### The task
Could you reproduce everything from the line that contains "I can see the small stone" down to the line that contains "[398,740,420,761]" in the material below, requests included? Multiply each bounding-box coordinate in the answers by 0.9 and round it to a whole number, rounding halves up.

### Extracts from a box-labeled dataset
........

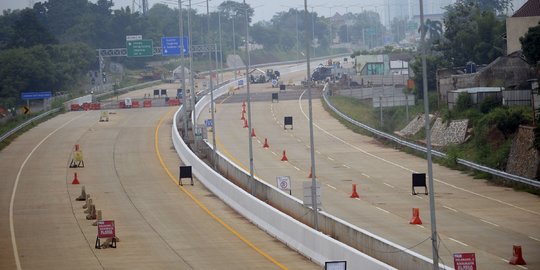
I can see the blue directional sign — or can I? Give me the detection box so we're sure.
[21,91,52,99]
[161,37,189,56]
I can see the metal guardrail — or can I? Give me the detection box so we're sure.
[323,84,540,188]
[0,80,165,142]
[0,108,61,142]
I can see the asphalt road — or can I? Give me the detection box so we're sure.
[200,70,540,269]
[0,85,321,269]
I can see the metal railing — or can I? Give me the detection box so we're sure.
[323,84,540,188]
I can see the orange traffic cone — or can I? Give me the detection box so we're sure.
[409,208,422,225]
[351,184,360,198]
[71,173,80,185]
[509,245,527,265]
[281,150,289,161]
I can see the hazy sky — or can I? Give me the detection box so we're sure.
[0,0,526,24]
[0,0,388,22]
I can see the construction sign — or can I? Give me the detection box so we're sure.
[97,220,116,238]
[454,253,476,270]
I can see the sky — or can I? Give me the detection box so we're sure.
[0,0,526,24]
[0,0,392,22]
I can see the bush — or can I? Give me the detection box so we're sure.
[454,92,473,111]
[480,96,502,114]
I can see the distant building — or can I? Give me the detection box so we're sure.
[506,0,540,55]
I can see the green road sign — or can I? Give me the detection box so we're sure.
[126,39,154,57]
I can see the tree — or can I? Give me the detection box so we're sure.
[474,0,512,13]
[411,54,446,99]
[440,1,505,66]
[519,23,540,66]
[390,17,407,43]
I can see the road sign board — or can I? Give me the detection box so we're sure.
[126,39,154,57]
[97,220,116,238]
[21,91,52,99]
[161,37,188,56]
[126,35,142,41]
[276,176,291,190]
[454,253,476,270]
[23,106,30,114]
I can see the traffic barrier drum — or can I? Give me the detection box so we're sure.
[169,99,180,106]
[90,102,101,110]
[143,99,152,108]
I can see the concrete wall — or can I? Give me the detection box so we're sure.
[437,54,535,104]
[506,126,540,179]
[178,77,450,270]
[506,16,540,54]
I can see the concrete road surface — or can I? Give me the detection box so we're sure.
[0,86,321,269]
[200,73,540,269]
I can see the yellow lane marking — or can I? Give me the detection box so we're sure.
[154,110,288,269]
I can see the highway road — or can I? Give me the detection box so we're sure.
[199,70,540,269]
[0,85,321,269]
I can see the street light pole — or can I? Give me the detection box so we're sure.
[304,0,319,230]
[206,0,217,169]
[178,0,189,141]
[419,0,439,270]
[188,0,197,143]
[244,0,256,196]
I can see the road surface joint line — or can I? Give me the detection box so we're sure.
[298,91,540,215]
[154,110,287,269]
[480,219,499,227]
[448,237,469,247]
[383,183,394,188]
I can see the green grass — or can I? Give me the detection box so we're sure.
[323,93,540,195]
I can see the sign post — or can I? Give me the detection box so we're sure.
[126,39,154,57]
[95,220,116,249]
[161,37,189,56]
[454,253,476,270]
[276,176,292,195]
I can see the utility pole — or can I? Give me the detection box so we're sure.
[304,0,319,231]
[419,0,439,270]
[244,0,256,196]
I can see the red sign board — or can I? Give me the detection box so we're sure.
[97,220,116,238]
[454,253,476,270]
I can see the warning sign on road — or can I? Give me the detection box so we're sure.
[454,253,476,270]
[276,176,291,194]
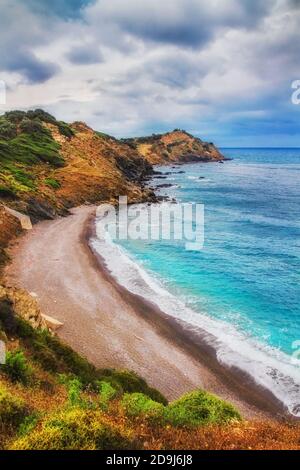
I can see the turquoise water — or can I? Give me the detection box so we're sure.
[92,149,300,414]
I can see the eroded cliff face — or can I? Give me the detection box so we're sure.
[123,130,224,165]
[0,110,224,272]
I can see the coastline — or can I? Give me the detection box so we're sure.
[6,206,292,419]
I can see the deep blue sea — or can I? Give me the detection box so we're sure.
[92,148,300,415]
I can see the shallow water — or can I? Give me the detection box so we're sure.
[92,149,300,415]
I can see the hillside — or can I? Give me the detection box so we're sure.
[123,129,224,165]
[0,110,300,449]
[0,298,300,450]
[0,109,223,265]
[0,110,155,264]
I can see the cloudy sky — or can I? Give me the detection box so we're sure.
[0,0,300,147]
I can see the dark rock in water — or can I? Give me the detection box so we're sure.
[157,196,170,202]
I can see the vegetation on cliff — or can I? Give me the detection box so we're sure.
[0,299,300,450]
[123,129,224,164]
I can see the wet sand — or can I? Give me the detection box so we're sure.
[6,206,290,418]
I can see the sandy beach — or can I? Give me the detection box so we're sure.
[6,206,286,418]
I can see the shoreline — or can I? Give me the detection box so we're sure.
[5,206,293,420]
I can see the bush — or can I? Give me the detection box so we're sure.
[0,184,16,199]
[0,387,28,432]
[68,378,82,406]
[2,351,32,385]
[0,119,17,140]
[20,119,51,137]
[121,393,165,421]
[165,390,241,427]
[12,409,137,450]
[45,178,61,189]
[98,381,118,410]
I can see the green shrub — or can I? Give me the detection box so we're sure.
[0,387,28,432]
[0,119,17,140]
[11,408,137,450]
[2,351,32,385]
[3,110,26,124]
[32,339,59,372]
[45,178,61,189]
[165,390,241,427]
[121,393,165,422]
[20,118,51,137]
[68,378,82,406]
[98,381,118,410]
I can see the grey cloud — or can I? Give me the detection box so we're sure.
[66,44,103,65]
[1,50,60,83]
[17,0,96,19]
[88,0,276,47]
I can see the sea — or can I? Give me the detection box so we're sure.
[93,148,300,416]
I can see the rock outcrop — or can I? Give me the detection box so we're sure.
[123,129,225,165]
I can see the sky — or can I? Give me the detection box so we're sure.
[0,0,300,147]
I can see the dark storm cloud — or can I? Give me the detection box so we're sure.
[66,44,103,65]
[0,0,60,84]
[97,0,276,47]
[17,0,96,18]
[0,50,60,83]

........

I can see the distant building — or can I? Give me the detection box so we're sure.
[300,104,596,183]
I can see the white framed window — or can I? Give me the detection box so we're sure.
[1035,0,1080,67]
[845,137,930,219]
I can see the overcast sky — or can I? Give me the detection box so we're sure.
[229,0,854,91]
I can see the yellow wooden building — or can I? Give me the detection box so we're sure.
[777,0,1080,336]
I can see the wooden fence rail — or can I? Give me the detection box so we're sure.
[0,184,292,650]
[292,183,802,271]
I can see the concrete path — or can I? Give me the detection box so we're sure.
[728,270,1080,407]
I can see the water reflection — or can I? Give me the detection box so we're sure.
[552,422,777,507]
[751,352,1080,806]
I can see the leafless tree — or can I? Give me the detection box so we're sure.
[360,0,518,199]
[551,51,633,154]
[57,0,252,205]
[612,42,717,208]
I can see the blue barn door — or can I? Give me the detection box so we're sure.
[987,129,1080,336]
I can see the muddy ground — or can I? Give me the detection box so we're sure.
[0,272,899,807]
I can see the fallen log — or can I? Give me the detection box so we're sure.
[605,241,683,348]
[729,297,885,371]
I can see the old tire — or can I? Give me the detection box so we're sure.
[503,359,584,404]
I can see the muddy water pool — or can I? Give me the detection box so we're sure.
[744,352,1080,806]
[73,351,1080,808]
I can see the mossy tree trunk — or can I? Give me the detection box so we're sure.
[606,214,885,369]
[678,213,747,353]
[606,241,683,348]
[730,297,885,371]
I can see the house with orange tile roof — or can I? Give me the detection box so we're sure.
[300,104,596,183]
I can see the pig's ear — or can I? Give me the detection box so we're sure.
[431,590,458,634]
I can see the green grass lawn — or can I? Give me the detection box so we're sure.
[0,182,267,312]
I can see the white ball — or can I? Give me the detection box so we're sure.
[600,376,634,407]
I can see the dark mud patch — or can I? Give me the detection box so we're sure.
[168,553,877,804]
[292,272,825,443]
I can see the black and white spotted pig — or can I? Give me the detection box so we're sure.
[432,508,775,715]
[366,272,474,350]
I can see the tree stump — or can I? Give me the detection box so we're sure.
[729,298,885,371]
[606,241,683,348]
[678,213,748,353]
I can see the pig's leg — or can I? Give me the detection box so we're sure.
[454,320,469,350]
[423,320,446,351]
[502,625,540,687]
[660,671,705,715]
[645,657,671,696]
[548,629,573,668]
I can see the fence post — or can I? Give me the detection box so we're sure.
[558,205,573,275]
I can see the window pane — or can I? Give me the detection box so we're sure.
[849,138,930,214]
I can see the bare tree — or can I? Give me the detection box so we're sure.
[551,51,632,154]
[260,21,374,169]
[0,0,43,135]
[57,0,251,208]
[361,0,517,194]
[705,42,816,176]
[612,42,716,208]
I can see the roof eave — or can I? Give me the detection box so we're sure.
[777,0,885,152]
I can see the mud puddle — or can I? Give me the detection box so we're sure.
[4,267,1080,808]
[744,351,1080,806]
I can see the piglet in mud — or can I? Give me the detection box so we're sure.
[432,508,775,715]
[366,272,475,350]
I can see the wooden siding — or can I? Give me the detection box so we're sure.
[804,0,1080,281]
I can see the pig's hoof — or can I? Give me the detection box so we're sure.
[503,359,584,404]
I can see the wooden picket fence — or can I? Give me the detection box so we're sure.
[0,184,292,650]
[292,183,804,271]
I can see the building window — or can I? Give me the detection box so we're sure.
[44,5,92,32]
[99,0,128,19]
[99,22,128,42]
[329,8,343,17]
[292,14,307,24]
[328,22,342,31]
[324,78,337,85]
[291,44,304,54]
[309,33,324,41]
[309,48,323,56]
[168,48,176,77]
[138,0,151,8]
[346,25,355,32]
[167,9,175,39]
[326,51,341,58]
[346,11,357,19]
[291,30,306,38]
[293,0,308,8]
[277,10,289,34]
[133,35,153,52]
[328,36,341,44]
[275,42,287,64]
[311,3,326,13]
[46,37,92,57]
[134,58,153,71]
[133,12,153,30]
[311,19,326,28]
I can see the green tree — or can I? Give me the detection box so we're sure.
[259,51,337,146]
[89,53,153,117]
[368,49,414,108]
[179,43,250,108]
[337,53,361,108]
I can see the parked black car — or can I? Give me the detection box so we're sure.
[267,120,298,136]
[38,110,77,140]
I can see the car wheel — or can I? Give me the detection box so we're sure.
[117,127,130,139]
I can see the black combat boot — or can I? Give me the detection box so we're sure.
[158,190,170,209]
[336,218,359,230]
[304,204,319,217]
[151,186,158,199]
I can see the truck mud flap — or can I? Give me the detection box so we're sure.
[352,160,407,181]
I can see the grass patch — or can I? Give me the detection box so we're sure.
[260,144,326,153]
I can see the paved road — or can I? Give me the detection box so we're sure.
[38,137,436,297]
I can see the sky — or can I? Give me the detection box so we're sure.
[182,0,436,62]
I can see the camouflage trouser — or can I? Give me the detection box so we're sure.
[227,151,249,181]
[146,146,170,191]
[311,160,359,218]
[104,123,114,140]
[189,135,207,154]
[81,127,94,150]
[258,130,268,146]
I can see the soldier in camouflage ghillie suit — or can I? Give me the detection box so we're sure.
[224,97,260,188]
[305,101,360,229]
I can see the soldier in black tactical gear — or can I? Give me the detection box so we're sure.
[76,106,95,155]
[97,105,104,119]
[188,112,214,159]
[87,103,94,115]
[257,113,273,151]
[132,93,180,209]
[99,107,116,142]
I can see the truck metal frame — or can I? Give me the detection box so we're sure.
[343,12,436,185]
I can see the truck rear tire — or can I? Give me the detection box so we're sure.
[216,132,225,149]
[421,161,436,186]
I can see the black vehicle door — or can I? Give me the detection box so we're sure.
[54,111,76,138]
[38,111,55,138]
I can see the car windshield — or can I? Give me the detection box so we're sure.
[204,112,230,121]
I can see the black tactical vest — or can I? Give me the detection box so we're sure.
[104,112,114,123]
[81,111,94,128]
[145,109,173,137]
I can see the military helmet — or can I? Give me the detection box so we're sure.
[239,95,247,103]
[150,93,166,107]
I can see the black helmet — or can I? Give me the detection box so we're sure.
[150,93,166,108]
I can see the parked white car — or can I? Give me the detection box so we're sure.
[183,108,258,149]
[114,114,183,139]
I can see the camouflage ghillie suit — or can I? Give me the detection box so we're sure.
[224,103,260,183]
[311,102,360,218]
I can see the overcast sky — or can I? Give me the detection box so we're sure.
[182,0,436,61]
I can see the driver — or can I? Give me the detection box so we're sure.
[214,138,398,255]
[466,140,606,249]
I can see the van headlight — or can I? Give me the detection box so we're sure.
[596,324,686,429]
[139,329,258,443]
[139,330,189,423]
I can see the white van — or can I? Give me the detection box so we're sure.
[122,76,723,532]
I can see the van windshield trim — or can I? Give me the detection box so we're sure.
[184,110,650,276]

........

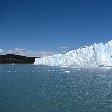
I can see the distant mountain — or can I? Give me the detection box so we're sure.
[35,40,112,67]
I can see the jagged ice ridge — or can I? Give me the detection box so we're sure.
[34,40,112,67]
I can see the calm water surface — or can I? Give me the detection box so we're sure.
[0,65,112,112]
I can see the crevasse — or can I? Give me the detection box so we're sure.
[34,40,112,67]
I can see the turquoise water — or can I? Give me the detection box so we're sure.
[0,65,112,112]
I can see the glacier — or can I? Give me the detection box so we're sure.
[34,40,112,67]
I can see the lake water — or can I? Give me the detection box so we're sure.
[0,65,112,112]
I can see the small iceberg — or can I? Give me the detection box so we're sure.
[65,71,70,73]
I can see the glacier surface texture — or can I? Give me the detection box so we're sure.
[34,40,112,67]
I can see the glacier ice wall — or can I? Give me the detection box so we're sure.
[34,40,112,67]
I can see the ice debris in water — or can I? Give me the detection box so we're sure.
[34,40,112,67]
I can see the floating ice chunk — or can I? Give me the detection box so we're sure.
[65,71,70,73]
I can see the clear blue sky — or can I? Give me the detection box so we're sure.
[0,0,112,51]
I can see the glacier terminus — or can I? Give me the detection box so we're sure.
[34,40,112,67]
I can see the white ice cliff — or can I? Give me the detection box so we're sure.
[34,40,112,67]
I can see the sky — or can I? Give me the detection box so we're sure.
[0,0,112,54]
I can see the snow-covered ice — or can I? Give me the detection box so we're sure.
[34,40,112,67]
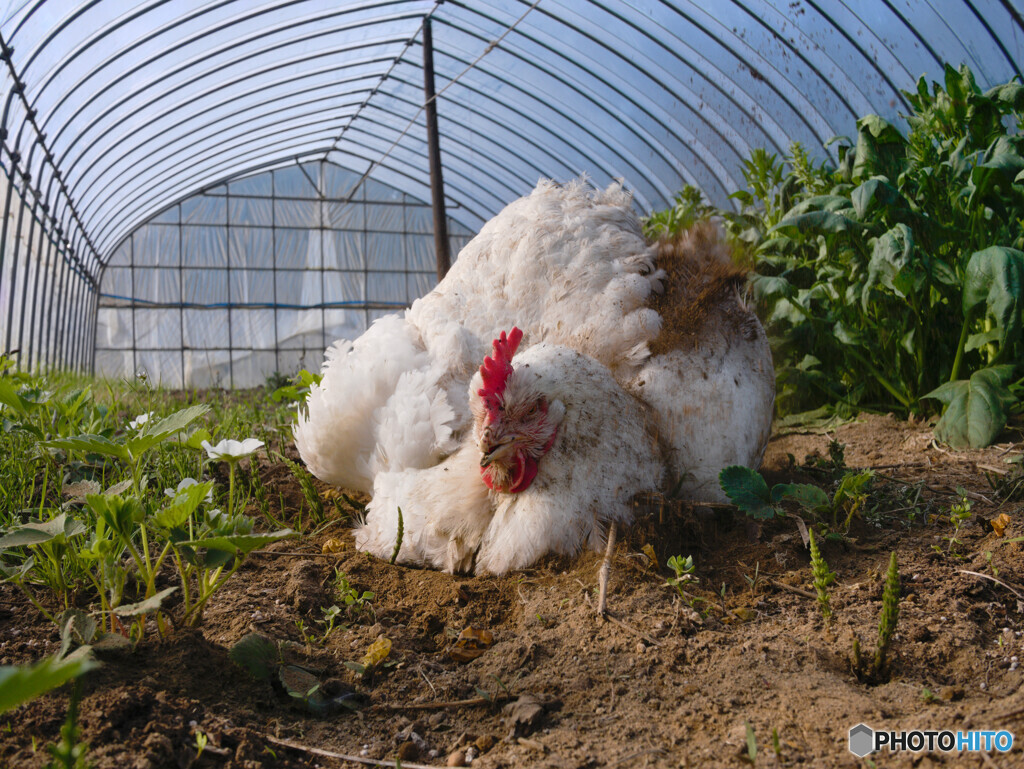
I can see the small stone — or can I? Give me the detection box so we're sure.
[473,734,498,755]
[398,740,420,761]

........

### Result for this exercise
I can see the small stone — or can I? Give me the detection box so we're sure.
[426,661,448,680]
[358,666,378,685]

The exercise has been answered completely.